Set exercise
Present the following entries again, word for word and in full.

** start of Exercise inputs **

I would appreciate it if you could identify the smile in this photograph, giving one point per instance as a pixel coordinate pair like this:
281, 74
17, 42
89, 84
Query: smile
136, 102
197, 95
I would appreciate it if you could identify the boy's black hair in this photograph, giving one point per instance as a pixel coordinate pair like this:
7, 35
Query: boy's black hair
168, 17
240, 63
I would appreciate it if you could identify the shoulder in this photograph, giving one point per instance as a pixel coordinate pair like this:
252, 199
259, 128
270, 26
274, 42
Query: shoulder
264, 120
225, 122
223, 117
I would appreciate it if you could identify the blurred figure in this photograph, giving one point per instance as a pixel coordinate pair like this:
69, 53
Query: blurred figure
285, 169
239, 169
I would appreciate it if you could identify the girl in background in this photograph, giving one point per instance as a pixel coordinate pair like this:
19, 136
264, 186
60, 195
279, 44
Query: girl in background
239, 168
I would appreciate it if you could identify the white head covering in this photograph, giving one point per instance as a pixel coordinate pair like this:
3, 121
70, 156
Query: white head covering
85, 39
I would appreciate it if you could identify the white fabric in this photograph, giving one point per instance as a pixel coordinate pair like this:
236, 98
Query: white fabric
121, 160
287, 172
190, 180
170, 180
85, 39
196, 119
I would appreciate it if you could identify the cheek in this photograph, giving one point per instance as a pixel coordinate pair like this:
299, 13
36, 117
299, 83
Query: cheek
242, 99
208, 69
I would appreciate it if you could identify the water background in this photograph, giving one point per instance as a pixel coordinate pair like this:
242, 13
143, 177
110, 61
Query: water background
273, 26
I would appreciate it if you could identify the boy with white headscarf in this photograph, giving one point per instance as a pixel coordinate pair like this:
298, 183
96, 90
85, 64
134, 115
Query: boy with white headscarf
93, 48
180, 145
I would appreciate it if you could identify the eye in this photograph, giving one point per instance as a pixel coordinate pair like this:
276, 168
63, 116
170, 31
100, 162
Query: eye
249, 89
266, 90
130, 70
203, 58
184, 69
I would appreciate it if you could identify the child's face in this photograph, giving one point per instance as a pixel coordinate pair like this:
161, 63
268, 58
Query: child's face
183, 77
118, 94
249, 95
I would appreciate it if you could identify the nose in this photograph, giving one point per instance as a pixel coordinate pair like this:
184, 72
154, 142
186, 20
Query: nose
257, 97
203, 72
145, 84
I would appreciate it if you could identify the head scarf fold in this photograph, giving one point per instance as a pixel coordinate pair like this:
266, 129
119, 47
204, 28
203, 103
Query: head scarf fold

** end of Exercise inputs **

Task solution
I would appreciate it if you could identify the smile in this photograph, giving one point per instance as a pixel coordinate pair like this:
281, 74
17, 42
89, 84
Query: smile
136, 102
197, 95
I would appreciate it if you could identify the boy's black hair in this photograph, giving one point per instance as a pixel coordinate pair like this:
7, 35
Query: boy's black hair
168, 17
240, 63
I would appreciate it if you could identify the shoulder in this photograph, giving one point per instance as a pixel coordinate pair like this:
252, 199
259, 128
270, 26
274, 42
Query: shoulder
264, 120
225, 122
223, 117
I would appreciate it if you could identify the blurred figure in this photograph, giving one point per instance as a pixel coordinate pair like this:
69, 53
Query: blurred figure
285, 169
239, 169
I would appreciate it if you could identify the girl in background in this photograph, giving one point per instance as a pixel coordinate pair like this:
19, 136
264, 186
60, 195
279, 44
Query: girl in background
239, 168
I would appreciate it if you could identify the white head covering in this photograph, giving one point per instance as a pixel coordinate pair like this:
3, 121
70, 156
Query: white head covering
85, 39
I would appreciate it if you could identify the white fabric in this photograph, giving one point per instance as a pixel coordinate pair like this:
236, 98
Query: white fabric
121, 160
287, 172
190, 180
170, 180
85, 39
196, 119
I would appreciate it if you could identify the cheek in this photograph, giving one point per instance as a pixel coordinate pair like this:
299, 13
36, 117
299, 83
Query: cheek
242, 99
208, 69
I would appreciate it if you could identify the water background in this photograph, giving one point per instance as a pixel coordinate pair like this:
242, 13
143, 177
110, 61
Query: water background
273, 26
I would appreciate it if you could identify the boy with white headscarf in this photograph, giving one point per instance as a pixel coordinate pair like this:
298, 183
96, 90
85, 64
134, 115
Query: boy with white headscarf
93, 48
180, 145
I would appreciate it if you could identify the eye in this photograph, giving one point per instance as a pixel coordinate pair like this:
276, 168
63, 116
170, 31
100, 162
Query: eye
249, 89
266, 90
130, 70
203, 58
184, 69
I would appreciate it if you could identify the child's face in this photograph, giving one point per instance as a pixel coordinate pair like this:
161, 63
268, 58
Query: child's face
183, 77
118, 94
249, 95
I would appreciate it if you could identify the nose in this photograph, giving one point per instance as a pixel coordinate pair like this:
184, 72
154, 142
186, 20
Query: nose
257, 97
203, 72
145, 84
I would appreciate it if you could identify the head scarf fold in this photograph, giving one point per instance as a pixel coordinate pair like this:
266, 129
119, 47
204, 28
203, 103
Query: head scarf fold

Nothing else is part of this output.